• Aim of the exercise
The data must be written out once more, precisely as given.

[Records of labeled points]
————————
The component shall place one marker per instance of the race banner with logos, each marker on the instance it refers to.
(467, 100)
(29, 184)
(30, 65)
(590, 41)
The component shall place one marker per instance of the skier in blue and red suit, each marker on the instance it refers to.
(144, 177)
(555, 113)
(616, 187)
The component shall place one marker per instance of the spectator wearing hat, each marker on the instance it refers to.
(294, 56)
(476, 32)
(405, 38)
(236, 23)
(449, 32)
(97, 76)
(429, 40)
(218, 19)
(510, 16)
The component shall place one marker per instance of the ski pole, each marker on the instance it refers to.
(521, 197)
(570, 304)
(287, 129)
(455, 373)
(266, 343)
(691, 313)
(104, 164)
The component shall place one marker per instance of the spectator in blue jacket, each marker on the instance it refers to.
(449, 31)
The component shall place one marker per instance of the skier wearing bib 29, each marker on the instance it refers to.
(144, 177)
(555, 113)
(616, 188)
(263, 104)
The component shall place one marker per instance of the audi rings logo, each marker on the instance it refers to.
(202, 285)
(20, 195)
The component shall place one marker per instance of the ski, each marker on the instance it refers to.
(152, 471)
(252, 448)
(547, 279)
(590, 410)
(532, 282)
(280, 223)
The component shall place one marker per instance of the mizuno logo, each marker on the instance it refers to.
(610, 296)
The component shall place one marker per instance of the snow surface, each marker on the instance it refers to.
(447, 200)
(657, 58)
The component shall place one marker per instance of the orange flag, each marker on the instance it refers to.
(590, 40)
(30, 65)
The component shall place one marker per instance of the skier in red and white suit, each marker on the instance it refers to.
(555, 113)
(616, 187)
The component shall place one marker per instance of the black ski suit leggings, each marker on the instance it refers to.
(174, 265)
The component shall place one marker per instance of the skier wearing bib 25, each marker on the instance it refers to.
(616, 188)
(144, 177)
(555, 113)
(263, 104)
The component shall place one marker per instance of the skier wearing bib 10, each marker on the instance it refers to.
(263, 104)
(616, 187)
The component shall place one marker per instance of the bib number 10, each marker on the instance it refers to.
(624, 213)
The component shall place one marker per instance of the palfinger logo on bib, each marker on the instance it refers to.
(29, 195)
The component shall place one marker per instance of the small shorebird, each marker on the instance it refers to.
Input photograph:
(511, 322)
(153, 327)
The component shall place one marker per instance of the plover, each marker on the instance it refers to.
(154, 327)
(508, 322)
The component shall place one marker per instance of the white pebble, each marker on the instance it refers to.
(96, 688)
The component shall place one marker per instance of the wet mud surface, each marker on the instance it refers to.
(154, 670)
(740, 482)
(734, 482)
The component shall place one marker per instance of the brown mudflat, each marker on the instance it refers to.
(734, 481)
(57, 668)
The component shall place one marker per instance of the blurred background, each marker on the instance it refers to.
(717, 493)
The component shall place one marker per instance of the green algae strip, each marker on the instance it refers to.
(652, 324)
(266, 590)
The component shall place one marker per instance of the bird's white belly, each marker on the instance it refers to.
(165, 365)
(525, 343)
————————
• Exercise solution
The component shall place one marker per instance of the race banner with logos, each marker on the instance it refers to.
(467, 100)
(29, 184)
(30, 65)
(590, 41)
The component shall place one marker per instance of the skier in blue and red suit, each marker on the instance it refers to.
(144, 177)
(555, 113)
(616, 187)
The component shall place one marker per instance of the spectator wearing hat, each marker on the instance it refers to.
(294, 56)
(476, 32)
(405, 38)
(236, 23)
(449, 32)
(97, 76)
(429, 40)
(218, 19)
(510, 16)
The component shall place one marker per instance of the ski pole, each marker on the instance it refers to.
(521, 197)
(570, 304)
(287, 129)
(455, 373)
(266, 343)
(691, 313)
(104, 164)
The component shall place one marker per instance of the spectator in blue jacket, each marker on the instance it refers to.
(449, 31)
The component shall place one marker per instance of the skier wearing bib 29, each marker on the instance it refers to.
(144, 177)
(555, 113)
(616, 188)
(263, 104)
The component shall place one marker per instance of the audi rings logo, each marker on the instance it refers to.
(202, 285)
(20, 195)
The component shall place one marker per instance of the ski, each marker on the instance it refers to.
(152, 471)
(252, 448)
(547, 279)
(590, 410)
(532, 282)
(280, 223)
The component shall place one marker per instance of the mizuno logo, each marker on the instance it refers to.
(610, 296)
The component shall place one marker per instance of the snow surface, each marker on the instance it refers to.
(447, 200)
(657, 58)
The component shall place one marker per instance of the orange flag, each marker on the instance it refers to.
(590, 40)
(30, 65)
The component shall place one marker per instance of the skier in red and white suit, each marker on the instance it refers to.
(555, 113)
(616, 187)
The component shall place one marker per instance of the black ski suit leggings, each marker on the instance it refers to.
(174, 265)
The component shall place one marker per instance of the skier wearing bib 25, each marker on the instance it refers to.
(616, 188)
(144, 177)
(555, 113)
(263, 104)
The component shall place one marker per instance of the skier wearing bib 10, each marker on the instance it refers to.
(263, 104)
(616, 187)
The component shall place one marker per instance of the bib number 10, each marker on the instance it refers to.
(624, 213)
The component shall place one marker per instance of the palfinger logo on bib, each marker on the instance it refers to.
(29, 195)
The component shall place one marker per instance of the small shorebird, each marker on the instance it refers to.
Input photograph:
(511, 322)
(153, 327)
The component shall place one marker per instance of the plover, each marker on the instance it refers to.
(154, 327)
(508, 322)
The component shall place one marker per instance of the white pebble, each marker on the instance it refers to.
(96, 688)
The component shall place one marker per instance of the wet mud surface, each marker on the instance it refers to.
(154, 670)
(740, 482)
(734, 482)
The component shall place one marker per instance of the brown mudflat, each marker on the instance it refers to.
(734, 481)
(57, 668)
The component shall place one marker per instance of the blurred background, each marker on the instance it refers to.
(717, 493)
The component shall place one marker per instance of the green algae strip, each marker on the instance it refers to.
(652, 324)
(266, 590)
The component shall place one marker per instance of the bird's white belly, each marker on the instance it refers to.
(165, 365)
(525, 343)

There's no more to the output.